> **ENTRADAS DE DATOS**

▶

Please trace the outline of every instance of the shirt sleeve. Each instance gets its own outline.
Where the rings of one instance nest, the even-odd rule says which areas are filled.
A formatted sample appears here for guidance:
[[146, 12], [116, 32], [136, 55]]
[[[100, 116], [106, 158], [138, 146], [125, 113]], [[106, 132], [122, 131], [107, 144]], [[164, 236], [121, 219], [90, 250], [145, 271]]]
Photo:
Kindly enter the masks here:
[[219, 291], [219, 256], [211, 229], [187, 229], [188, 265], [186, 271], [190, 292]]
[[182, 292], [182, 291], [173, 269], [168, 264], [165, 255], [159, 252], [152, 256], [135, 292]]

◀

> **EJERCICIO PROPUESTO**
Convierte en una lista numerada las líneas que van desde el comienzo de las entradas hasta la línea que contiene "271], [190, 292]]", ambas incluidas, y omite las líneas en blanco.

> **RESULTADO A CONTINUACIÓN**
1. Please trace the outline of every instance of the shirt sleeve. Each instance gets its own outline.
2. Where the rings of one instance nest, the even-odd rule says which areas are filled.
3. A formatted sample appears here for guidance:
4. [[146, 12], [116, 32], [136, 55]]
5. [[[100, 116], [106, 158], [138, 146], [125, 113]], [[106, 132], [122, 131], [107, 144]], [[164, 236], [121, 219], [90, 250], [145, 271]]]
6. Photo:
7. Kindly enter the masks here:
8. [[219, 291], [219, 256], [211, 229], [187, 229], [188, 265], [186, 271], [190, 292]]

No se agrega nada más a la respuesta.